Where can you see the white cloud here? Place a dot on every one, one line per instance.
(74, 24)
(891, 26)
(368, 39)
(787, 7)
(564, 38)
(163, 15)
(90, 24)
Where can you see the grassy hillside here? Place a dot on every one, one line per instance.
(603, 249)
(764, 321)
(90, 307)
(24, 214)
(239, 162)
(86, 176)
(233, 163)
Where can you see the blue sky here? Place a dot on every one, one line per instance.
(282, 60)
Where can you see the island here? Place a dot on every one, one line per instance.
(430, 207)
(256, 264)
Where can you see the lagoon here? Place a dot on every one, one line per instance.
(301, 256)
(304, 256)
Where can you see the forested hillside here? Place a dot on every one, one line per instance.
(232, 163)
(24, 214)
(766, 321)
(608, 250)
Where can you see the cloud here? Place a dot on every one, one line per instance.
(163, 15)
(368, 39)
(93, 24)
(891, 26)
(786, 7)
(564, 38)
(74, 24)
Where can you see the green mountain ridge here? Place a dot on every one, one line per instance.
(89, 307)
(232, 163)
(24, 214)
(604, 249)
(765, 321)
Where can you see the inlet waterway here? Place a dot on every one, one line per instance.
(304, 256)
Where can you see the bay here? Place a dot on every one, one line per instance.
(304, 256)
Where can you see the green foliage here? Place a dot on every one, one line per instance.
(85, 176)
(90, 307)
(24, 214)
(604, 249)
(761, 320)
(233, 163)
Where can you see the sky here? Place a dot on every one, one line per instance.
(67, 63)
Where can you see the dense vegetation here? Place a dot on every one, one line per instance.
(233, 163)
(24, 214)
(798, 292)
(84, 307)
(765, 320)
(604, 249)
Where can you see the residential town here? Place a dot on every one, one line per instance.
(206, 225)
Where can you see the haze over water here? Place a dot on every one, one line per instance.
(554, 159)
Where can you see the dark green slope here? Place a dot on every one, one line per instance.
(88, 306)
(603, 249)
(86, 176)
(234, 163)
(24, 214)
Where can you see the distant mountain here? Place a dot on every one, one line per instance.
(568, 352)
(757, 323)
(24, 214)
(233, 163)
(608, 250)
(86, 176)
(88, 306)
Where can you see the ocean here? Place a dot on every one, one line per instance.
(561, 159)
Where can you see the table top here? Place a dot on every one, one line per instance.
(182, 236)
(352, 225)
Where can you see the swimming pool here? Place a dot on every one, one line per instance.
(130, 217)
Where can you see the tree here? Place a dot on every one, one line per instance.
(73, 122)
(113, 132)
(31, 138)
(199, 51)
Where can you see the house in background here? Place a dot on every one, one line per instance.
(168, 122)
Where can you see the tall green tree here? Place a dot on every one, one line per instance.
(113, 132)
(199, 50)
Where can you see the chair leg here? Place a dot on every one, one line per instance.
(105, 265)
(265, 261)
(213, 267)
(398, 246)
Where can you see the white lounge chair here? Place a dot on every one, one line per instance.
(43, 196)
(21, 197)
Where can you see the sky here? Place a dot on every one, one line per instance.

========================================================================

* **Challenge**
Recast every line of the material above as a numbered list, one item per line, skipping blank lines.

* **Written response**
1. Where can you see the white cloud here? Place a dot on every one, one line per instance.
2. (74, 24)
3. (891, 26)
4. (368, 39)
5. (787, 7)
6. (564, 38)
7. (163, 15)
8. (90, 24)
9. Where can you see the grassy hillside here? Place a dot on every one, one line per instance.
10. (603, 249)
11. (764, 321)
12. (90, 307)
13. (24, 214)
14. (239, 162)
15. (86, 176)
16. (233, 163)
17. Where can you see the blue sky here? Place a dot on every one, one line per instance.
18. (282, 60)
19. Where can you see the island here? Place a dot on every one, one line per instance.
20. (430, 207)
21. (256, 264)
22. Where can you see the lagoon here? Place a dot on every one, one line per instance.
23. (301, 256)
24. (304, 256)
25. Where can you see the forested hillside here? Place a dot on every one, one line per instance.
26. (232, 163)
27. (24, 214)
28. (766, 321)
29. (608, 250)
30. Where can you see the cloud here? Place a dot on every one, one line per instance.
31. (163, 15)
32. (368, 39)
33. (93, 24)
34. (891, 26)
35. (786, 7)
36. (564, 38)
37. (74, 24)
38. Where can you see the green mountain ridge here? Place a dot on every one, one line per instance.
39. (89, 307)
40. (232, 163)
41. (24, 214)
42. (604, 249)
43. (765, 321)
44. Where can you see the inlet waterway here? Place a dot on every one, one line per instance.
45. (304, 256)
46. Where can you see the bay here? Place a dot on every one, one line per instance.
47. (304, 256)
48. Where can you see the green foliage here? Place a dot on every one, one line per instance.
49. (85, 176)
50. (90, 307)
51. (24, 214)
52. (604, 249)
53. (761, 320)
54. (233, 163)
55. Where can you see the sky here? Place a dot on every one, one line per instance.
56. (67, 63)
57. Where can you see the dense vegetation here? Place a dot on every one, one line per instance.
58. (233, 163)
59. (24, 214)
60. (798, 292)
61. (84, 307)
62. (765, 320)
63. (604, 249)
64. Where can you see the residential town here? Place a dot on every one, one line per instance.
65. (206, 225)
66. Where can you see the haze over water here? Place a dot on every one, one line per instance.
67. (554, 159)
68. Where can you see the dark green slope here? Place a dot on every one, one line per instance.
69. (88, 306)
70. (603, 249)
71. (86, 176)
72. (234, 163)
73. (24, 214)
74. Where can you see the distant mountain here? Place a dot on every one, one line per instance.
75. (568, 352)
76. (757, 323)
77. (24, 214)
78. (233, 163)
79. (608, 250)
80. (86, 176)
81. (88, 306)
82. Where can you see the ocean here? Place a dot on every one, one line per instance.
83. (561, 159)
84. Where can you see the table top here? Place a dot on every one, one line per instance.
85. (182, 236)
86. (352, 225)
87. Where can you see the swimming pool here? Place a dot on every one, one line per instance.
88. (130, 217)
89. Where can you see the tree here? Place a dot on every one, one line per instance.
90. (73, 122)
91. (113, 132)
92. (31, 138)
93. (199, 51)
94. Where can you see the house in background here? Place a dot on every one, one line per instance.
95. (168, 122)
96. Where can you see the tall green tree here? Place a dot on every one, one line per instance.
97. (113, 132)
98. (199, 50)
99. Where can you see the chair leg here? Place a dot on every one, one line per instance.
100. (105, 265)
101. (265, 261)
102. (213, 267)
103. (398, 246)
104. Where can you see the white lounge chair here? Place a dot on every one, one line per instance.
105. (43, 196)
106. (21, 197)
107. Where can you see the sky here? Place a dot on every one, one line per instance.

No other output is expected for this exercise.